--- GIVEN PASSAGE ---

....................

Welcome to the big leagues, Haggen Food & Pharmacy.

(Click here to view the full report.)

In a transformative and bold stroke, the owners of Bellingham, Wash.-based Haggen Inc. bought a big chunk of former Albertsons and Safeway stores in the western United States early this year, vastly expanding the chain’s size and reach. The buyout also vaulted the company into the ranks of top U.S. pharmacy retailers for the first time in its 82-year history.

Haggen’s aggressive expansion was triggered by the Albertsons and Safeway merger, and a ruling by the Federal Trade Commission that the two companies shed a significant number of stores to complete the merger. As part of the divestment process, Haggen is buying and converting 146 of those stores operating under the Albertsons, Safeway, Pavilions and Vons brands.

“With this acquisition, Haggen will expand from 18 stores with 16 pharmacies to 164 stores with 106 pharmacies; from 2,000 employees to more than 10,000 employees; and from a Pacific Northwest company with locations in Oregon and Washington to a major regional grocery chain with locations in Washington, Oregon, California, Nevada and Arizona,” Haggen reported on Feb. 11.

Haggen chairman John Caple called the deal a “momentous acquisition” and “a once-in-a-lifetime opportunity to rapidly expand the Haggen brand across the West Coast.”

The takeover and store conversion process will be complete by mid-2015. “Each week, between one and 12 stores will be converted,” Haggen spokeswoman Deborah Pleva reported.

“We’re excited about the changes we’re making to enhance these stores with more locally sourced food offerings, genuine service and homemade quality,” said Bill Shaner, CEO of Haggen’s new Pacific Southwest division.

Other services include wine tastings and nutritional education programs.

....................

Stored data:

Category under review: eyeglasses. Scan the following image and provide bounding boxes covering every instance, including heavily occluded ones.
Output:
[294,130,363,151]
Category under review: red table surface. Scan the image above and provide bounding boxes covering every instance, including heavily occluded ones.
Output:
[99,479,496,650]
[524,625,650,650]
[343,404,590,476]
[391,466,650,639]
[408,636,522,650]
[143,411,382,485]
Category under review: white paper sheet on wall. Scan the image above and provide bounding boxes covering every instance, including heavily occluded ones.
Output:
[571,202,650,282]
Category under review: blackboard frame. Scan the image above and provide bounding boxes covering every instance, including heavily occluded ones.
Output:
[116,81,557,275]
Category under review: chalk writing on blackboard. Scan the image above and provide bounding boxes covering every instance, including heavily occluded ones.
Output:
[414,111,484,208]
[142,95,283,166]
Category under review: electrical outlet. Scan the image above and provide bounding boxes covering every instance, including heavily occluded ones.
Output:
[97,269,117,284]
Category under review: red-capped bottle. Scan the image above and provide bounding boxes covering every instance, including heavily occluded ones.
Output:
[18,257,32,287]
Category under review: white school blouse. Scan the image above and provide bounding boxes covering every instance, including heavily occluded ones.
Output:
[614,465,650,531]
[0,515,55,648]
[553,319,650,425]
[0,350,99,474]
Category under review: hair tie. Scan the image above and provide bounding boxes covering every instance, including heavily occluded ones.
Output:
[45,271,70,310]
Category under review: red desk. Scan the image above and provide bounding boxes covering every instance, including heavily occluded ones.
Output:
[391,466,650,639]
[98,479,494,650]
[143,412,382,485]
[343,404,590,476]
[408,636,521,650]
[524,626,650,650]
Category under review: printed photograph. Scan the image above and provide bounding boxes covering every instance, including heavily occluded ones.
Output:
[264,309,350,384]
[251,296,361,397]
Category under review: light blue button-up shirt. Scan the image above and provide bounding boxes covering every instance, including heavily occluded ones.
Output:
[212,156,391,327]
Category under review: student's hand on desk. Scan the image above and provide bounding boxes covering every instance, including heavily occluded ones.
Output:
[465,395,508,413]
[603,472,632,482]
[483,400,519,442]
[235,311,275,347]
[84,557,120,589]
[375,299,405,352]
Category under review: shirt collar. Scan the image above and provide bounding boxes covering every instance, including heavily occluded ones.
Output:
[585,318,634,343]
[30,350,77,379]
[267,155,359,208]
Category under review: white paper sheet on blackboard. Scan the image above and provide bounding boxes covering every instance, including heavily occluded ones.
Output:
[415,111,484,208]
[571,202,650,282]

....................

--- EXERCISE OBJECTIVE ---
According to the article on Haggen's acquisition, how many stores and pharmacies will Haggen have after the deal?

--- TASK RESPONSE ---
Haggen will have 164 stores with 106 pharmacies.